━━ Document extract
Tags: , , , , , , , ,


[Now Appraisals Are Obstacles?] Talking Out Of Both Sides Of Our Mouths

June 15, 2009 | 10:53 pm | |

The lending business has a love-hate relationship with appraisers – now appraisers seemed to be blamed for preventing the housing recovery. The following WSJ article from about a week ago has been making the rounds through the real estate world.

The orientation of those interviewed in this article come strictly from those heavily involved in the process of making deals during boom times. If someone prevents a deal from happening, they are an “obstacle.” Literally that is true, but there needs to be context applied.

Appraisals are becoming one of the biggest obstacles for Americans trying to sell their homes, refinance their mortgages or tap into home-equity credit lines.

During the housing boom, appraisers often complained of pressure from lenders to inflate home-value estimates to justify dubious mortgage lending. Now, some people in the mortgage business — and some borrowers — say the pendulum has swung too far the other way.

Hmmmm….the old on-off switch.

  • Neutral observer v. party to the transaction
  • Protector v. deal impeder
  • Watch dog v. cost center
  • Risk Management Tool v. Tool

Back in the day (I love that phrase, especially now because it is only 2 years ago), appraisers were marginalized because of our lack of organized political influence. We were treated as a commodity – like a flood certification rather than as a housing expert. Rubber stamping brought in a lot more business to those who played ball..

Valuation disputes are becoming more common now (translation: appraised value falls below purchase price).
━━━━
━━ Record set
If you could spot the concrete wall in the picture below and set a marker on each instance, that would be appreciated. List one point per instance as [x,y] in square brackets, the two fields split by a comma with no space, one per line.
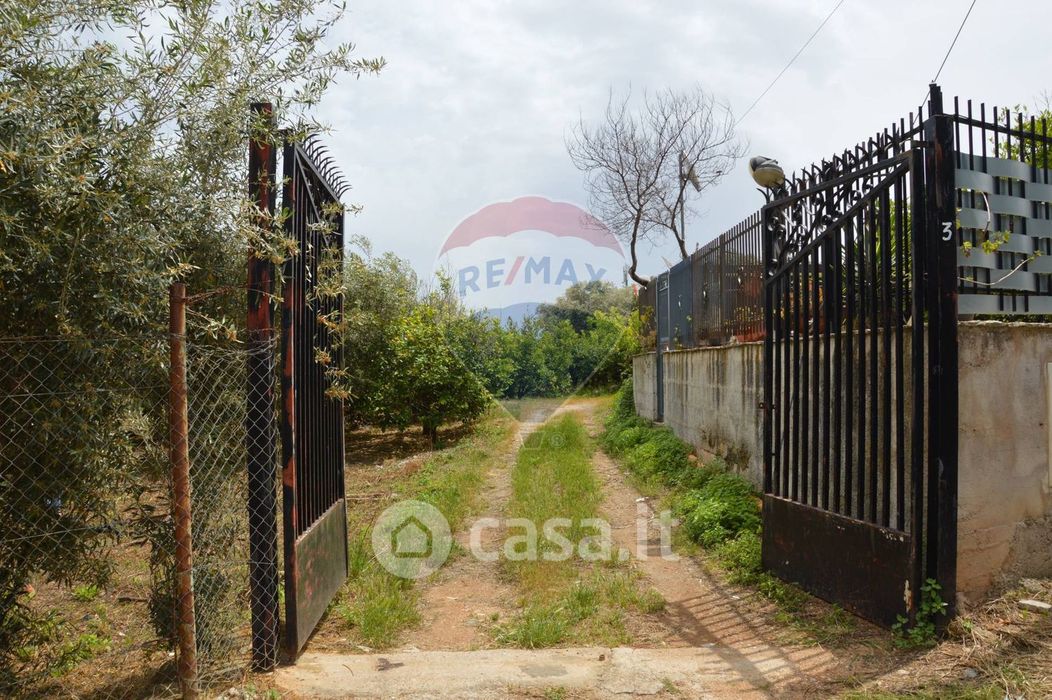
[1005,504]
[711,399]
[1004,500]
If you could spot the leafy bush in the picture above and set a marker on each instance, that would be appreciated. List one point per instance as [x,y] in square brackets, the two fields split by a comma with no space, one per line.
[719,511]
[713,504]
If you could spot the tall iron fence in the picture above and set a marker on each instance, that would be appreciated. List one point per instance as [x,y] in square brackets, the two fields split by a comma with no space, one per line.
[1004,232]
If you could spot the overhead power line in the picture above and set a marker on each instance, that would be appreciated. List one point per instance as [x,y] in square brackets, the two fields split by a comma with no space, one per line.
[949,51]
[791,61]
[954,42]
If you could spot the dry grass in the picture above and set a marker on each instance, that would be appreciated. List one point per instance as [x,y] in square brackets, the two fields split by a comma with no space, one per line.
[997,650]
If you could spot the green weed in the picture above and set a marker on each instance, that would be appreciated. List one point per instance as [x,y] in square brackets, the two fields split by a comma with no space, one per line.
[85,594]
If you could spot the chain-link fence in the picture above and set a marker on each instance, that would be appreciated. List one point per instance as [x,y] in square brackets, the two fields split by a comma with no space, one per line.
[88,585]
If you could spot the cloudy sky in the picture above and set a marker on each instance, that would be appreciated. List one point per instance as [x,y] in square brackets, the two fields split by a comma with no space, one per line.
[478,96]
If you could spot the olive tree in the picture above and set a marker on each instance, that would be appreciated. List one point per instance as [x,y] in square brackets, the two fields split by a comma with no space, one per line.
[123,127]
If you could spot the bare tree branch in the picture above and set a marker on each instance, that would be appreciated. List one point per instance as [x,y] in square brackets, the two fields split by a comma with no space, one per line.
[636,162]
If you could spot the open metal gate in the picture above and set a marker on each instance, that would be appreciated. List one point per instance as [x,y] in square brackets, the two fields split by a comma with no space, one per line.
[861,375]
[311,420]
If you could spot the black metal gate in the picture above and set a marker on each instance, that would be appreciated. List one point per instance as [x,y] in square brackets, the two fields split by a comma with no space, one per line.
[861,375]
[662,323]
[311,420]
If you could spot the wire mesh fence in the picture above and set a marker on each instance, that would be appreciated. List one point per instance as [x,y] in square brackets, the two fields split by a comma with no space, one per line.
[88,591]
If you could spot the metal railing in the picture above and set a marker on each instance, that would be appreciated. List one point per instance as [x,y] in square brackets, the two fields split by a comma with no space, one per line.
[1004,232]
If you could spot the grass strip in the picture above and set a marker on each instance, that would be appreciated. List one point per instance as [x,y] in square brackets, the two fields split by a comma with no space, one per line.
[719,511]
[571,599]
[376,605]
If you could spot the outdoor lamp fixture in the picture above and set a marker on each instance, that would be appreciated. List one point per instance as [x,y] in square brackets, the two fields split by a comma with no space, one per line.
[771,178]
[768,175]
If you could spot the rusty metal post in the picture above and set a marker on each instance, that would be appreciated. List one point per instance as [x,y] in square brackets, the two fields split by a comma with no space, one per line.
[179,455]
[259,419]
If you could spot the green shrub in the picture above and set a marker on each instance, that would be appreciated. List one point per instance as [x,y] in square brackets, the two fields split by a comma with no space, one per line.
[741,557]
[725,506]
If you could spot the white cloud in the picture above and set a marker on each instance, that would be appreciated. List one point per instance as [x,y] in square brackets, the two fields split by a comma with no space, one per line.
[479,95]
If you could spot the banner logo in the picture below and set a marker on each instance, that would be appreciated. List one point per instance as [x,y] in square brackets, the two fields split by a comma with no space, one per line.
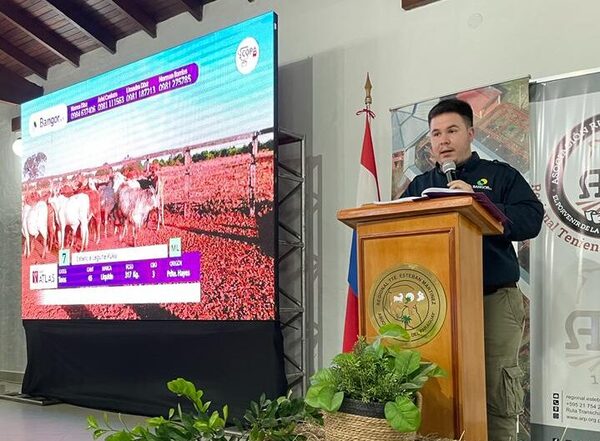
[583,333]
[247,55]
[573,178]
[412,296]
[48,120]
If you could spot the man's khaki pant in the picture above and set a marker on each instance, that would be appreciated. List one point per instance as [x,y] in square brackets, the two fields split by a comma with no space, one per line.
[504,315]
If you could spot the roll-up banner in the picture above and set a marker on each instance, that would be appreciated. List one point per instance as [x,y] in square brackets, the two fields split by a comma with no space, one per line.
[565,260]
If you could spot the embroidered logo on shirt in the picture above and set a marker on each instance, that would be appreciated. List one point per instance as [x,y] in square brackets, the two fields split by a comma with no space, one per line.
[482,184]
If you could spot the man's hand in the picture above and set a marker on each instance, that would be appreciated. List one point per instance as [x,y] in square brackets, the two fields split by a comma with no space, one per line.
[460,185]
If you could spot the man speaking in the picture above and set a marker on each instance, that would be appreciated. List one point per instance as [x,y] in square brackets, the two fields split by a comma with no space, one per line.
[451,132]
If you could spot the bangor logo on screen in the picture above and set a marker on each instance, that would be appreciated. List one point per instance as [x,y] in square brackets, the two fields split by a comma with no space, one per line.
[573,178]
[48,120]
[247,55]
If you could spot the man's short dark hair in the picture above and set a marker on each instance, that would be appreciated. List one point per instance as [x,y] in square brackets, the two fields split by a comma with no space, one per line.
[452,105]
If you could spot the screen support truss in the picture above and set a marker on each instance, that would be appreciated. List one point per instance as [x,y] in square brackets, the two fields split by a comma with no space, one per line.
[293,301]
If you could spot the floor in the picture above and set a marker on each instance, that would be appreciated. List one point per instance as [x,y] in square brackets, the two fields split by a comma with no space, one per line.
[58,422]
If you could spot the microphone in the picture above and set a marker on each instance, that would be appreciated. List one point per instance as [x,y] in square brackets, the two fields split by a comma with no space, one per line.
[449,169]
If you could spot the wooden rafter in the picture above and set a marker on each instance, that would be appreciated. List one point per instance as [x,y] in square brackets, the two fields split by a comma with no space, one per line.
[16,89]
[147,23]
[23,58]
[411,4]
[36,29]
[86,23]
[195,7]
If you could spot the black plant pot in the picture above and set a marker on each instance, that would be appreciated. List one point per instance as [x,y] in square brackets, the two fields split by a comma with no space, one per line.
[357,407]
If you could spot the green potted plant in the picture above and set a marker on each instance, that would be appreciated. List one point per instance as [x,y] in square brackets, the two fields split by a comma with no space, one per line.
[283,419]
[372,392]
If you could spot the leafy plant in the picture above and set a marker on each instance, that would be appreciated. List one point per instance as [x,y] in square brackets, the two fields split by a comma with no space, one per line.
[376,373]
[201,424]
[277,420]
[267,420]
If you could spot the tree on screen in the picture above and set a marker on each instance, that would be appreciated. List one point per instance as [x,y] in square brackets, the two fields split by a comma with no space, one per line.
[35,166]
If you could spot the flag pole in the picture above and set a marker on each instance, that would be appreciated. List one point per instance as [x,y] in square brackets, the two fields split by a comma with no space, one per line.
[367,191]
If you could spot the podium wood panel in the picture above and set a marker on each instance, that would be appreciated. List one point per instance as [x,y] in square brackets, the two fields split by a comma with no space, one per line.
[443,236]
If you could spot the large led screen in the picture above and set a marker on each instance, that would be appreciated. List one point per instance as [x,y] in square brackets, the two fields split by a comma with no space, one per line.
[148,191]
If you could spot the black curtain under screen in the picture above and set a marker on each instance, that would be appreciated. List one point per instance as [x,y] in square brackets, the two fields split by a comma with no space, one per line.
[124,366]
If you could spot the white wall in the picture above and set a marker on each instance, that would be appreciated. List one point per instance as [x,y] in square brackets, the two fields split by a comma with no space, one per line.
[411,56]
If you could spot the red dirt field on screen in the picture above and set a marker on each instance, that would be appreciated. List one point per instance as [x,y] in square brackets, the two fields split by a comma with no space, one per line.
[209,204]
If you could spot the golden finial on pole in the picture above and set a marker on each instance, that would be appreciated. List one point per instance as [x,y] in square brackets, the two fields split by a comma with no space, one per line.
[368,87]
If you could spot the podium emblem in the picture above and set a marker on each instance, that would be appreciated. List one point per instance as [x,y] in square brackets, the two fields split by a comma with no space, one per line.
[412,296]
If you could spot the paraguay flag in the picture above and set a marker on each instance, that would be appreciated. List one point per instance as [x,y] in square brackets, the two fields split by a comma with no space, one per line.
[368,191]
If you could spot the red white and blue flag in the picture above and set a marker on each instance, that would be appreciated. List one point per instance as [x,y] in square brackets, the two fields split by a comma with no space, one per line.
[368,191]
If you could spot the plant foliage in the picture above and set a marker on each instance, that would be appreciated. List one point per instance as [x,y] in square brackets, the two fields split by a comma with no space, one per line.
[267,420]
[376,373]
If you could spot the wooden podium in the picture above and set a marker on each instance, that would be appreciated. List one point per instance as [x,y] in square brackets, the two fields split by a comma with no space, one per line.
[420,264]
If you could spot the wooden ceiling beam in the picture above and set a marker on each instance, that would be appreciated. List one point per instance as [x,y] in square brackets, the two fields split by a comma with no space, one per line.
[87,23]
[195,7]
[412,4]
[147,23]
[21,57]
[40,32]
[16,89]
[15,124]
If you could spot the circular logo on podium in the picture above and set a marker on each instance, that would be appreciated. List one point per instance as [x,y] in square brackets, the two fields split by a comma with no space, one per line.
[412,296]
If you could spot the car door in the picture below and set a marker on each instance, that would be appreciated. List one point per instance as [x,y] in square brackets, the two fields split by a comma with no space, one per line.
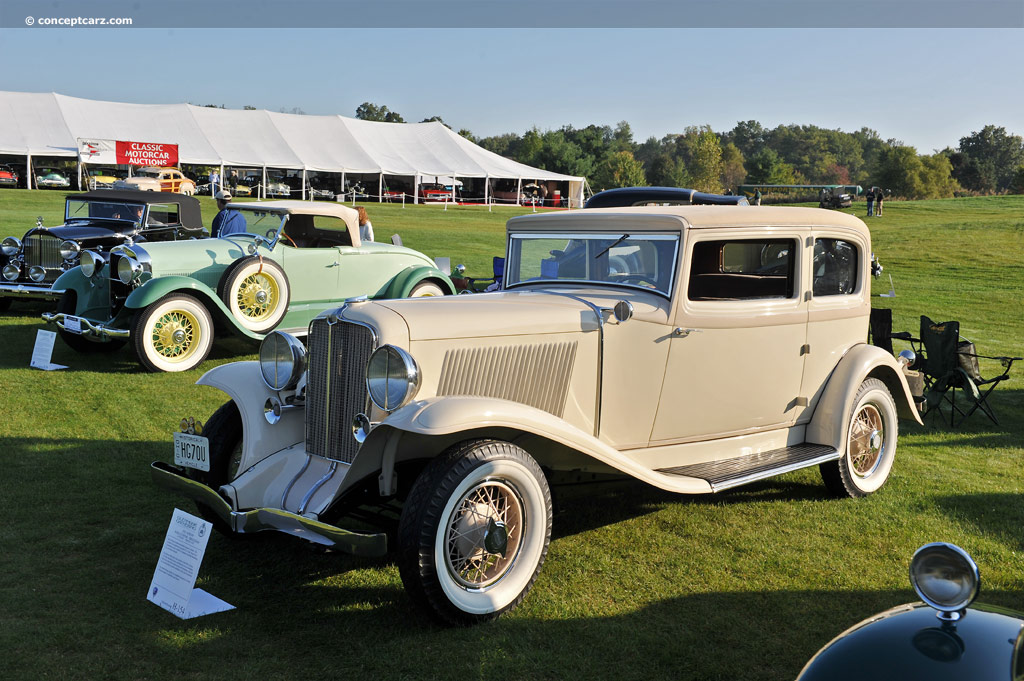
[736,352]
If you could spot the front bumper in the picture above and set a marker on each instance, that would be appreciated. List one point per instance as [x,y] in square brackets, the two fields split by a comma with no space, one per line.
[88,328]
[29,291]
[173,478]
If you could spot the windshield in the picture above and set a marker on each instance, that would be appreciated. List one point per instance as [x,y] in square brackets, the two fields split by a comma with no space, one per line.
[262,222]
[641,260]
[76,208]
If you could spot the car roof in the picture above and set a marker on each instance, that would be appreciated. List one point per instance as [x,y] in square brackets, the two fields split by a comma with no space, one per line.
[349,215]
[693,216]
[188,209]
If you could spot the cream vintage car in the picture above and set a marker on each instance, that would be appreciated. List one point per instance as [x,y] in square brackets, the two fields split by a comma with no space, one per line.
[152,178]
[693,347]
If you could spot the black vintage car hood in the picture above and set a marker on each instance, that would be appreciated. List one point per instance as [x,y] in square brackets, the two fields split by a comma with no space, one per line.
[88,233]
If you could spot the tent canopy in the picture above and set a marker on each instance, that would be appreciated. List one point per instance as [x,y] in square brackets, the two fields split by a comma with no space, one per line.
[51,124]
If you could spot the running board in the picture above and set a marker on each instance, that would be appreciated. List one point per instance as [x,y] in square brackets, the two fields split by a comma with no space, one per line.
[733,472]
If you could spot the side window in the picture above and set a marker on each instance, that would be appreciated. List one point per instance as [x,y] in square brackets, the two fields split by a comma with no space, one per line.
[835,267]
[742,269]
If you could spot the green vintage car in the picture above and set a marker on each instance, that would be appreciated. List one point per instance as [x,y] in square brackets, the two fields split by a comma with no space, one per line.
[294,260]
━━━━
- _Given request_
From the appraisals post, pull out everything from "[Now Appraisals Are" down to "home-equity credit lines.", word for word.

- _In response_
[Now Appraisals Are Obstacles?] Talking Out Of Both Sides Of Our Mouths

June 15, 2009 | 10:53 pm | |

The lending business has a love-hate relationship with appraisers – now appraisers seemed to be blamed for preventing the housing recovery. The following WSJ article from about a week ago has been making the rounds through the real estate world.

The orientation of those interviewed in this article come strictly from those heavily involved in the process of making deals during boom times. If someone prevents a deal from happening, they are an “obstacle.” Literally that is true, but there needs to be context applied.

Appraisals are becoming one of the biggest obstacles for Americans trying to sell their homes, refinance their mortgages or tap into home-equity credit lines.